PROBLEM TO WORK ON. Report every line in the listing below where the string "coordinates" shows up.

DATA FOR THIS TASK.
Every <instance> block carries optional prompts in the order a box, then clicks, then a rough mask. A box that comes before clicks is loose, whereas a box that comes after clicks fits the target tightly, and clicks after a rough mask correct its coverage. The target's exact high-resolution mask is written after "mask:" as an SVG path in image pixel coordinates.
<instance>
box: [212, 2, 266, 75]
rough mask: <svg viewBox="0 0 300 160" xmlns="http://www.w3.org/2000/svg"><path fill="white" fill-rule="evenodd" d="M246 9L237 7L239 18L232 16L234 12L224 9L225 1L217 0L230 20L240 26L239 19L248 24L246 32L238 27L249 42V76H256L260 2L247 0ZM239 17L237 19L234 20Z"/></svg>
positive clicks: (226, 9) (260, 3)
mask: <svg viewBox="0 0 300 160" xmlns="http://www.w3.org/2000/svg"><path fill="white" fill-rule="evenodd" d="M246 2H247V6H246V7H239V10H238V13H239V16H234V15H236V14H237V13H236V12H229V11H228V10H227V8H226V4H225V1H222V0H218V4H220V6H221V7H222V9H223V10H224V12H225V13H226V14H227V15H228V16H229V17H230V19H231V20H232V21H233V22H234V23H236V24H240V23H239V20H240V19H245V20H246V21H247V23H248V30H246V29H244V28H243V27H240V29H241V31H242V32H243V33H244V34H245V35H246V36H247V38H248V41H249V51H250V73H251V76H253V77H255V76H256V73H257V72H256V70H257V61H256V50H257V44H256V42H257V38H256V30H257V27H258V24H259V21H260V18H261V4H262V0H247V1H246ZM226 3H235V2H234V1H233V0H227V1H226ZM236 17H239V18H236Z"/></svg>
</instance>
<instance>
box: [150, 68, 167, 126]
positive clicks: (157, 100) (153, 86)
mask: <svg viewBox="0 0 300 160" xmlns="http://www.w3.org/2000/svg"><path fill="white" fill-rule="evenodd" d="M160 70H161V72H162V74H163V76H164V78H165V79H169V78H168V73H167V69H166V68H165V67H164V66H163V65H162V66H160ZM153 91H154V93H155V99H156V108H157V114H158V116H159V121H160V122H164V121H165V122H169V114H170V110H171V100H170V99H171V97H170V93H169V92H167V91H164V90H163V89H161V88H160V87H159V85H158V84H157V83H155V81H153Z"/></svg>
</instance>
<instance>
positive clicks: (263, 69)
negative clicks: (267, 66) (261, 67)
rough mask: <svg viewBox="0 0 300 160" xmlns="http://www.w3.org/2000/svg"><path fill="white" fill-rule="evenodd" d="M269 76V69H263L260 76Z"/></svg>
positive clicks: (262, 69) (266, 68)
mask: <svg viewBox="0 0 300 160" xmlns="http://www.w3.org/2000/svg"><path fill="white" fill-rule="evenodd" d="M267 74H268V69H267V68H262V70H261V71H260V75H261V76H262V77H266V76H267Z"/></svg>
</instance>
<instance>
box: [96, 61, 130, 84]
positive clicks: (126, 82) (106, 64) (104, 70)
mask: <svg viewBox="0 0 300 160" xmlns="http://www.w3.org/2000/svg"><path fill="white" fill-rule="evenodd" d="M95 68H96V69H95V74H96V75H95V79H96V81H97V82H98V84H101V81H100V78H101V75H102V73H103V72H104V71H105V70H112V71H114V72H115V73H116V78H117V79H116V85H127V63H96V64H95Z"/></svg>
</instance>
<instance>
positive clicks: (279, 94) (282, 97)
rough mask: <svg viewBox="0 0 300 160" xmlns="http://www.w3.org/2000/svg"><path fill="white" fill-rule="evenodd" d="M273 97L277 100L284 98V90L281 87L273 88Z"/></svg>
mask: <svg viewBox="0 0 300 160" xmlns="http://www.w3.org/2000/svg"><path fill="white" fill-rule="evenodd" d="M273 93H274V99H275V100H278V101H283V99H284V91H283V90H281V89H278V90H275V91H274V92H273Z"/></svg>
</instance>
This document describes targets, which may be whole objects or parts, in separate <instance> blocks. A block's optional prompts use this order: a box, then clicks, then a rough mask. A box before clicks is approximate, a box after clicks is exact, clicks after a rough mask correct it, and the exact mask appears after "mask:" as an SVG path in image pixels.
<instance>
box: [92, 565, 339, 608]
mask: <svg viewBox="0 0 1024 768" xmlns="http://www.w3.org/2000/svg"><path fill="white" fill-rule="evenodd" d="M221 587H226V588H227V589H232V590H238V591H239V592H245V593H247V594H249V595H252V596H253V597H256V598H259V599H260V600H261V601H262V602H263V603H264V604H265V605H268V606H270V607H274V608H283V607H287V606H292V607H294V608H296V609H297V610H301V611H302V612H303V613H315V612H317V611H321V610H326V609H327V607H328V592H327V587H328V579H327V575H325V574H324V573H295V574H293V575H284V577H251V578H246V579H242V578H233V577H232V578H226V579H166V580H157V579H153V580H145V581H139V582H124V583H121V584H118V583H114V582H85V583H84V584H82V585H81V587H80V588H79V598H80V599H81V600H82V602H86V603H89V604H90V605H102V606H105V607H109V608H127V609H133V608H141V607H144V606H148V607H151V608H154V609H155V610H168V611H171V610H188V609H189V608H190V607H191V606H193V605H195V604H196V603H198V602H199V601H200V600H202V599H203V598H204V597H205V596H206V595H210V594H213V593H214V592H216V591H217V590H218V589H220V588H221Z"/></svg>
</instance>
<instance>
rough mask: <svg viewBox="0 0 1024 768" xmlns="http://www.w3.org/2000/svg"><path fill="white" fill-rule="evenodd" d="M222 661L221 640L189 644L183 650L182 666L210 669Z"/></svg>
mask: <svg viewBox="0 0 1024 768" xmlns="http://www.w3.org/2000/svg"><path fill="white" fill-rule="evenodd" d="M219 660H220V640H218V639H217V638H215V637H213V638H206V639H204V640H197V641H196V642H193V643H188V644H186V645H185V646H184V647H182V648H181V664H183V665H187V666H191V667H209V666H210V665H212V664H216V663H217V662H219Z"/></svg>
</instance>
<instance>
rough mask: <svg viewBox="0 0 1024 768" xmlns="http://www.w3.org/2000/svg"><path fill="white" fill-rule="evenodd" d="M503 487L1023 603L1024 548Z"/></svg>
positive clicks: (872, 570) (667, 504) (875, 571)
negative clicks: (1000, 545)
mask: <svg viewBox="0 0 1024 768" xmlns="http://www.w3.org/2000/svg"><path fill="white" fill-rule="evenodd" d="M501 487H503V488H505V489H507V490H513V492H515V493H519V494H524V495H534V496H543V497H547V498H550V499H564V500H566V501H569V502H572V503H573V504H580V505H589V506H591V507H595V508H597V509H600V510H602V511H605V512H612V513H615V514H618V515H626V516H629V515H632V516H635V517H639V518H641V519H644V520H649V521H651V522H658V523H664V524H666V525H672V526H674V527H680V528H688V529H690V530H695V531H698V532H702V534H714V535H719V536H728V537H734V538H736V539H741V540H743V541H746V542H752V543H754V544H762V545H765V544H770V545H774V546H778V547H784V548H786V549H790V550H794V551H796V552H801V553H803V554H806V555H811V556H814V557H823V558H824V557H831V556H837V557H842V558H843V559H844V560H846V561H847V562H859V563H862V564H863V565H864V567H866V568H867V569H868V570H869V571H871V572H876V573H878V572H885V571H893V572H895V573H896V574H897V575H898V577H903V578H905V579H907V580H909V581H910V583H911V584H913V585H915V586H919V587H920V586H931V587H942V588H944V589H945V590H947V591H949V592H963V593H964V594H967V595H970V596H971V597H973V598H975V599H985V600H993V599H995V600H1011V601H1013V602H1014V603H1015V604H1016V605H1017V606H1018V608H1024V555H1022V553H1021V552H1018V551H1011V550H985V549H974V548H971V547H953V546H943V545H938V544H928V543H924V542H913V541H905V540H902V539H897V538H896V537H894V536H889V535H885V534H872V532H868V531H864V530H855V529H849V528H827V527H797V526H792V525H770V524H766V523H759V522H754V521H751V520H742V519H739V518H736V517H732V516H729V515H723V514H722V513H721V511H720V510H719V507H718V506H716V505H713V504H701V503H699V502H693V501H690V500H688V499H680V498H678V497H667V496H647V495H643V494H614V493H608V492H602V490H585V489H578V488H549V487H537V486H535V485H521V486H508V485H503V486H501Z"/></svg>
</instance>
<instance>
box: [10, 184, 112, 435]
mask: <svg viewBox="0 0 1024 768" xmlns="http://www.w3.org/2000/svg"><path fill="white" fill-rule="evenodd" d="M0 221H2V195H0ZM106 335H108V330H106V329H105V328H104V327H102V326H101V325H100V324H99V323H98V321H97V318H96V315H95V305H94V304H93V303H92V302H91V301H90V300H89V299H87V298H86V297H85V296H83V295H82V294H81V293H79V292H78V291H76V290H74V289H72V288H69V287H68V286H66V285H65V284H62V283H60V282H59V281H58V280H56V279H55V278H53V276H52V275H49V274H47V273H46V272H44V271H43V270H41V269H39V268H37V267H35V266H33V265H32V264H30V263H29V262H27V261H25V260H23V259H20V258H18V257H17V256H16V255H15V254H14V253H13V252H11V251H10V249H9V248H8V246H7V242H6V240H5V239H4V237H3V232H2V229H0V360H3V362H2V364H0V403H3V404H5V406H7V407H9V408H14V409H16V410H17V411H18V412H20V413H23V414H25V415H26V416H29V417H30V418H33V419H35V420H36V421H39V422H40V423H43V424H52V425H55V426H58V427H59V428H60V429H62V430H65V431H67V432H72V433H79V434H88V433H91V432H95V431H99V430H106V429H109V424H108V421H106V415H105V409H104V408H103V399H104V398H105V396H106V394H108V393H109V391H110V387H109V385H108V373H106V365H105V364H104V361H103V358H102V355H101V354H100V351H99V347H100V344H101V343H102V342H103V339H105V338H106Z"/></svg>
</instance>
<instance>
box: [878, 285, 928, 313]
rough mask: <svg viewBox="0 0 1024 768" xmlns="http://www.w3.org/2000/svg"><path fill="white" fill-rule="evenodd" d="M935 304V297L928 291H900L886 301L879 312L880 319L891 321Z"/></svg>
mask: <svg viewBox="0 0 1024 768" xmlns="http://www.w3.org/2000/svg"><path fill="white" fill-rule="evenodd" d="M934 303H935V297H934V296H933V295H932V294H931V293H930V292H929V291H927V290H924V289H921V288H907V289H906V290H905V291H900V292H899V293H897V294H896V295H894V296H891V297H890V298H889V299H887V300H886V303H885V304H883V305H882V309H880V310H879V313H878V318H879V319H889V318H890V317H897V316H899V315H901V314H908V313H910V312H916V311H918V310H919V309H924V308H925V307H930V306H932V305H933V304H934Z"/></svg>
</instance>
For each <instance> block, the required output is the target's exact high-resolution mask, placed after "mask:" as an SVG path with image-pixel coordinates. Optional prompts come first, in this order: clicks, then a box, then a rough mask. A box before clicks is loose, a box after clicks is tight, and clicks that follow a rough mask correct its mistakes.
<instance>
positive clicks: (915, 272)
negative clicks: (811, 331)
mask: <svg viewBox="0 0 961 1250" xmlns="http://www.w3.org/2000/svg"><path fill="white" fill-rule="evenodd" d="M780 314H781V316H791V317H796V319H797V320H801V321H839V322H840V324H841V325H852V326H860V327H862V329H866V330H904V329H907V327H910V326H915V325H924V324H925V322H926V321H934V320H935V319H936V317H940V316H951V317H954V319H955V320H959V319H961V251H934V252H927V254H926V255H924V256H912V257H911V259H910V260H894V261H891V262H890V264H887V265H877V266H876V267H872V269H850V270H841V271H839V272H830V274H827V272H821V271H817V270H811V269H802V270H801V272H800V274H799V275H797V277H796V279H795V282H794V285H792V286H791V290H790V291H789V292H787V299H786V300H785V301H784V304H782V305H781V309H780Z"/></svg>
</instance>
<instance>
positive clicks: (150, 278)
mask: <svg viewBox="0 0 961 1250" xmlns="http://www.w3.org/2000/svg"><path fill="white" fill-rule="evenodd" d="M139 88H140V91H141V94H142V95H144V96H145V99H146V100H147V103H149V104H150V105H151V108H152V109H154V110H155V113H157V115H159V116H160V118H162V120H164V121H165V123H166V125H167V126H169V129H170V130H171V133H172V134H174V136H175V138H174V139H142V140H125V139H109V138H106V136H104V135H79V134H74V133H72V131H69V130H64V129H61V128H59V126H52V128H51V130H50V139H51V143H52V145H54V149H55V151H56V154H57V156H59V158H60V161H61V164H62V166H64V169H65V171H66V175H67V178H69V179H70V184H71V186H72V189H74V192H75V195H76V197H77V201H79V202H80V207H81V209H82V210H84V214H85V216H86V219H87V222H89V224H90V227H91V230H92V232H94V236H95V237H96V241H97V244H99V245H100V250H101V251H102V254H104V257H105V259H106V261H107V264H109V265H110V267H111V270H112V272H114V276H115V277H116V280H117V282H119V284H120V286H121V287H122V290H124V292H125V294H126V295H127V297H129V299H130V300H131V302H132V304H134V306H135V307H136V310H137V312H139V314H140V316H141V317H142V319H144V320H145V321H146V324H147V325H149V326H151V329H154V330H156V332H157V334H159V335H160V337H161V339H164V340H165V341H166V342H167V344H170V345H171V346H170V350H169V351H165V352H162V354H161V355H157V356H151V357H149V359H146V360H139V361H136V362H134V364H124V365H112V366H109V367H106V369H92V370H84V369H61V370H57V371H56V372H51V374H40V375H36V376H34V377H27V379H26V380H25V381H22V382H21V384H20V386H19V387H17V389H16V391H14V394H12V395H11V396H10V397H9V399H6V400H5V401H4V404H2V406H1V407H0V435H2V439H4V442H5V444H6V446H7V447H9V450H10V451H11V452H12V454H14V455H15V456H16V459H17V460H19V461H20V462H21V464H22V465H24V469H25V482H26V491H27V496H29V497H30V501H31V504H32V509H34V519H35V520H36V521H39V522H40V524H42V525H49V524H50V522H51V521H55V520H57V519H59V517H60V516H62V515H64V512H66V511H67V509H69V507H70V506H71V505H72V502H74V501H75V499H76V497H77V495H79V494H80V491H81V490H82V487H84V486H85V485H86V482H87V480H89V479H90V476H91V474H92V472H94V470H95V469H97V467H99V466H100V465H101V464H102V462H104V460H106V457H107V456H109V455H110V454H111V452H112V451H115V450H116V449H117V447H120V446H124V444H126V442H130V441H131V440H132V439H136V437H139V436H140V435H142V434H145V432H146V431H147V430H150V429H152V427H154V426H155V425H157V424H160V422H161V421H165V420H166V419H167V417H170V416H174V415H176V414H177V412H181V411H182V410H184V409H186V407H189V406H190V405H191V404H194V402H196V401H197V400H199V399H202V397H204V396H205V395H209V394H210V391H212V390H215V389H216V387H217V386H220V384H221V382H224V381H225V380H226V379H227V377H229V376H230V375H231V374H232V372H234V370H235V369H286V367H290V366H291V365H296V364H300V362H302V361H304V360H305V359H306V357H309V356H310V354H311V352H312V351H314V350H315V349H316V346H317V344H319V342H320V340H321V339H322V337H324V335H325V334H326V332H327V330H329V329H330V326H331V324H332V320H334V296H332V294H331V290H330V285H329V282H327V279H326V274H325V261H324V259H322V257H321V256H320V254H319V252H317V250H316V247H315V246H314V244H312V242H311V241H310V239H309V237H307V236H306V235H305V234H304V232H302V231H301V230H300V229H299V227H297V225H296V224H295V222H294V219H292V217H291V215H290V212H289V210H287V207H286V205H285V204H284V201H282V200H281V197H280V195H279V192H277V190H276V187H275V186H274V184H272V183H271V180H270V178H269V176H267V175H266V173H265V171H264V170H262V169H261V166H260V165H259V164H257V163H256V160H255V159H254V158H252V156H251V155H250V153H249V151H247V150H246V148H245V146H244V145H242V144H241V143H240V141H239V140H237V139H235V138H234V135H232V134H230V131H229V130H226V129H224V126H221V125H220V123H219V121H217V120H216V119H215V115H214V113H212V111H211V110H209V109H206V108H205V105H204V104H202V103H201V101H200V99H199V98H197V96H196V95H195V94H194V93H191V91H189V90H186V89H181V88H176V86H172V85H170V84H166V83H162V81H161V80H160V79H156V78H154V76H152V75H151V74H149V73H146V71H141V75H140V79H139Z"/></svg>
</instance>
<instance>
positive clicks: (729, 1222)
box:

SOLUTION TO THIS PROBLEM.
Every <instance> block carries optional prompts in the order a box, then clicks, then a rough mask. A box that comes before clicks is loose, whereas a box that comes after clicks fits the target tightly, and clicks after a rough mask correct its coverage. The target's exact high-resolution mask is written after "mask:" as an SVG path in image pixel coordinates.
For each <instance> block, the required output is the target's exact high-resolution mask, placed after "mask:" as an SVG path with image-pixel coordinates. Optional prompts come first, in this order: clicks, then a box, then a rough mask. A box before clicks is loose, a box after clicks is tight, and clicks that follow a rough mask correct its mistakes.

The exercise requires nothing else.